**INFORMATION SUPPLIED**:
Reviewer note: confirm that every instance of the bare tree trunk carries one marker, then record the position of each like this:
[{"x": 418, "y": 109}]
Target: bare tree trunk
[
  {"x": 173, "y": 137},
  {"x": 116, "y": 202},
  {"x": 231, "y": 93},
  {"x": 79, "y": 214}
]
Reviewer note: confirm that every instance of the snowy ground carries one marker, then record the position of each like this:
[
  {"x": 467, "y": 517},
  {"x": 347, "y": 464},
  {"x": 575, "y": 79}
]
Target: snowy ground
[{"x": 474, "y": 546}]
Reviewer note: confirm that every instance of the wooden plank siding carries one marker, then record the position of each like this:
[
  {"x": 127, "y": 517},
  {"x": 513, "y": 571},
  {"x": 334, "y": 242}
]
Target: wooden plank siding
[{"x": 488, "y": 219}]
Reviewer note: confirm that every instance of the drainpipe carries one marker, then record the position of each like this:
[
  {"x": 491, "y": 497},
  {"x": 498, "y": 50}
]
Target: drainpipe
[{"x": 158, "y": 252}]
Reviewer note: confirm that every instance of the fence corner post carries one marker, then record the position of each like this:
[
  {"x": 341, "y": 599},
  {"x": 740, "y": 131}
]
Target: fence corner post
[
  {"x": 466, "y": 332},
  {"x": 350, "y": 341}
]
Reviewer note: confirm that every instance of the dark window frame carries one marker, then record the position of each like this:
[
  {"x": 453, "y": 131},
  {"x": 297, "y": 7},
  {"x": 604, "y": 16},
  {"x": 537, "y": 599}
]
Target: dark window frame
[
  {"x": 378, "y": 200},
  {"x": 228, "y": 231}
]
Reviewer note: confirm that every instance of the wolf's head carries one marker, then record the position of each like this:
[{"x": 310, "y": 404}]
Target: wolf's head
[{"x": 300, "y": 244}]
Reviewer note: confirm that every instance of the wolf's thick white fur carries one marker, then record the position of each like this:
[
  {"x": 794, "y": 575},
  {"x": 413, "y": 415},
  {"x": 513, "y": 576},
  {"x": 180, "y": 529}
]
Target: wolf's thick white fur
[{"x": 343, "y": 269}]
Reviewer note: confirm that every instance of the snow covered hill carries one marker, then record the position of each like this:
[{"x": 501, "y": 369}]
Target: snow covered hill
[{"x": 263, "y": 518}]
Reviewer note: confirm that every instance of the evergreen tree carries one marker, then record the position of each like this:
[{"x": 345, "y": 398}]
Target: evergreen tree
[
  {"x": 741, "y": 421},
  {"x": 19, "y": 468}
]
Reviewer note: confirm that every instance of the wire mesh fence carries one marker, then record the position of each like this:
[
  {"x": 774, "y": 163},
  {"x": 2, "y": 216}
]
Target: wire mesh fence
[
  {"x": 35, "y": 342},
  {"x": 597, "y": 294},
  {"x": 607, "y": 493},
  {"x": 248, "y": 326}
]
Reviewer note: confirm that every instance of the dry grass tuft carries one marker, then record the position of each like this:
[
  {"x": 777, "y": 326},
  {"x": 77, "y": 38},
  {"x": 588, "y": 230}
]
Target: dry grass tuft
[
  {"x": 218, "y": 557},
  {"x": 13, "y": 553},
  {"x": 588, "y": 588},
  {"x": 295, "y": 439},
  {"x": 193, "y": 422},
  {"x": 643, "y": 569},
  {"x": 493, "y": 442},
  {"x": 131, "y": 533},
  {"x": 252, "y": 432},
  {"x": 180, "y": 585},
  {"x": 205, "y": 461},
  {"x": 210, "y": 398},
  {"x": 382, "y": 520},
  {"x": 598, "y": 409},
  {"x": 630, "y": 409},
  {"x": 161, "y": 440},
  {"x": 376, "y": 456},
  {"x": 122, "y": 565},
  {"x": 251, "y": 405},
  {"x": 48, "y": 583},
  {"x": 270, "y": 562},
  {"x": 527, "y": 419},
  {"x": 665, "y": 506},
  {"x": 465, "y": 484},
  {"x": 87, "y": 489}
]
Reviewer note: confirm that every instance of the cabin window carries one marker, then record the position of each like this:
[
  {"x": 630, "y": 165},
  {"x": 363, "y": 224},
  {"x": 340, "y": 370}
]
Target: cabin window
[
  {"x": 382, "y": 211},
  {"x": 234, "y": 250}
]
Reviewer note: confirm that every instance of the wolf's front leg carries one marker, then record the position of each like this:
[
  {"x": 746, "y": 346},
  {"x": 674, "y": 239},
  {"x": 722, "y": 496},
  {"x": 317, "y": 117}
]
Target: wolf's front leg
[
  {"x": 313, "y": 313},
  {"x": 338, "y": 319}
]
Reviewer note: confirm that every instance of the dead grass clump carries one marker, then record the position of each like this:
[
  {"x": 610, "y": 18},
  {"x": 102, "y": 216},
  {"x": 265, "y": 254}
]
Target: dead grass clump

**WHAT THE EXERCISE ASKS**: Repeat the listing above in full, word for word.

**ANSWER SECTION**:
Reviewer note: confirm that every instance of the bare tree trunk carries one marker, then record the position of each like this:
[{"x": 418, "y": 109}]
Target: bare tree trunk
[
  {"x": 173, "y": 137},
  {"x": 116, "y": 202},
  {"x": 231, "y": 93},
  {"x": 79, "y": 214}
]
Reviewer note: confirm that every instance of the snowy ground carries one marker, then record the position of each like this:
[
  {"x": 467, "y": 517},
  {"x": 347, "y": 464},
  {"x": 575, "y": 79}
]
Target: snowy ground
[{"x": 474, "y": 546}]
Reviewer note: confirm that every instance of the wooden plank siding carries one marker, then record the position of each like this:
[
  {"x": 127, "y": 517},
  {"x": 513, "y": 571},
  {"x": 334, "y": 242}
]
Target: wooden plank siding
[{"x": 488, "y": 219}]
Reviewer note: confirm that every instance of the drainpipe carries one marker, then record the position of each like this:
[
  {"x": 491, "y": 497},
  {"x": 498, "y": 50}
]
Target: drainpipe
[{"x": 158, "y": 252}]
Reviewer note: confirm that every instance of the fence corner post carries one marker, then record the position of each like this:
[
  {"x": 341, "y": 599},
  {"x": 740, "y": 131}
]
Target: fence corner post
[
  {"x": 466, "y": 332},
  {"x": 350, "y": 341}
]
Reviewer note: confirm that every instance of the dark window frame carries one marker, then record the position of each like this:
[
  {"x": 453, "y": 131},
  {"x": 297, "y": 7},
  {"x": 604, "y": 16},
  {"x": 537, "y": 599}
]
Target: dark window frame
[
  {"x": 378, "y": 200},
  {"x": 228, "y": 231}
]
Reviewer note: confirm that every instance of the wolf's head carries one marker, then record the position of each like this:
[{"x": 310, "y": 404}]
Target: wolf's head
[{"x": 300, "y": 244}]
Reviewer note: confirm that every instance of the wolf's thick white fur carries one marker, then record the position of each like this:
[
  {"x": 794, "y": 575},
  {"x": 413, "y": 415},
  {"x": 513, "y": 576},
  {"x": 180, "y": 529}
]
Target: wolf's thick white fur
[{"x": 343, "y": 269}]
Reviewer note: confirm that every instance of the snow covered hill carries one marker, then record the position of each like this:
[{"x": 501, "y": 369}]
Target: snow covered hill
[{"x": 263, "y": 518}]
Reviewer note: confirm that every instance of the evergreen tree carries one marker, then record the position of each like this:
[{"x": 345, "y": 398}]
Target: evergreen tree
[
  {"x": 741, "y": 421},
  {"x": 19, "y": 468}
]
Reviewer note: confirm that every instance of the wire mesh fence carries one marker, then record the position of each like this:
[
  {"x": 774, "y": 163},
  {"x": 2, "y": 216}
]
Target: wire mesh fence
[
  {"x": 35, "y": 342},
  {"x": 597, "y": 294},
  {"x": 607, "y": 493},
  {"x": 248, "y": 326}
]
Reviewer note: confirm that every instance of the dry grass tuft carries one marker, then record the position of each like this:
[
  {"x": 777, "y": 326},
  {"x": 77, "y": 38},
  {"x": 588, "y": 230}
]
Target: dry grass tuft
[
  {"x": 218, "y": 557},
  {"x": 13, "y": 553},
  {"x": 588, "y": 588},
  {"x": 295, "y": 439},
  {"x": 193, "y": 422},
  {"x": 643, "y": 569},
  {"x": 493, "y": 442},
  {"x": 131, "y": 533},
  {"x": 252, "y": 432},
  {"x": 180, "y": 585},
  {"x": 205, "y": 461},
  {"x": 210, "y": 398},
  {"x": 382, "y": 520},
  {"x": 598, "y": 409},
  {"x": 630, "y": 409},
  {"x": 161, "y": 440},
  {"x": 376, "y": 456},
  {"x": 122, "y": 565},
  {"x": 251, "y": 405},
  {"x": 48, "y": 583},
  {"x": 270, "y": 562},
  {"x": 527, "y": 419},
  {"x": 665, "y": 506},
  {"x": 465, "y": 484},
  {"x": 87, "y": 489}
]
Reviewer note: confirm that every instance of the cabin window carries one marker, then record the position of each like this:
[
  {"x": 630, "y": 165},
  {"x": 363, "y": 224},
  {"x": 340, "y": 370}
]
Target: cabin window
[
  {"x": 382, "y": 211},
  {"x": 234, "y": 250}
]
Reviewer note: confirm that every instance of the wolf's front leg carries one marker, then record the position of each like this:
[
  {"x": 746, "y": 346},
  {"x": 674, "y": 239},
  {"x": 722, "y": 496},
  {"x": 317, "y": 117}
]
Target: wolf's front leg
[
  {"x": 313, "y": 313},
  {"x": 338, "y": 319}
]
Reviewer note: confirm that every instance of the dead grass clump carries one marker, then record the position of each like this:
[
  {"x": 610, "y": 18},
  {"x": 102, "y": 216},
  {"x": 265, "y": 254}
]
Target: dead grass clump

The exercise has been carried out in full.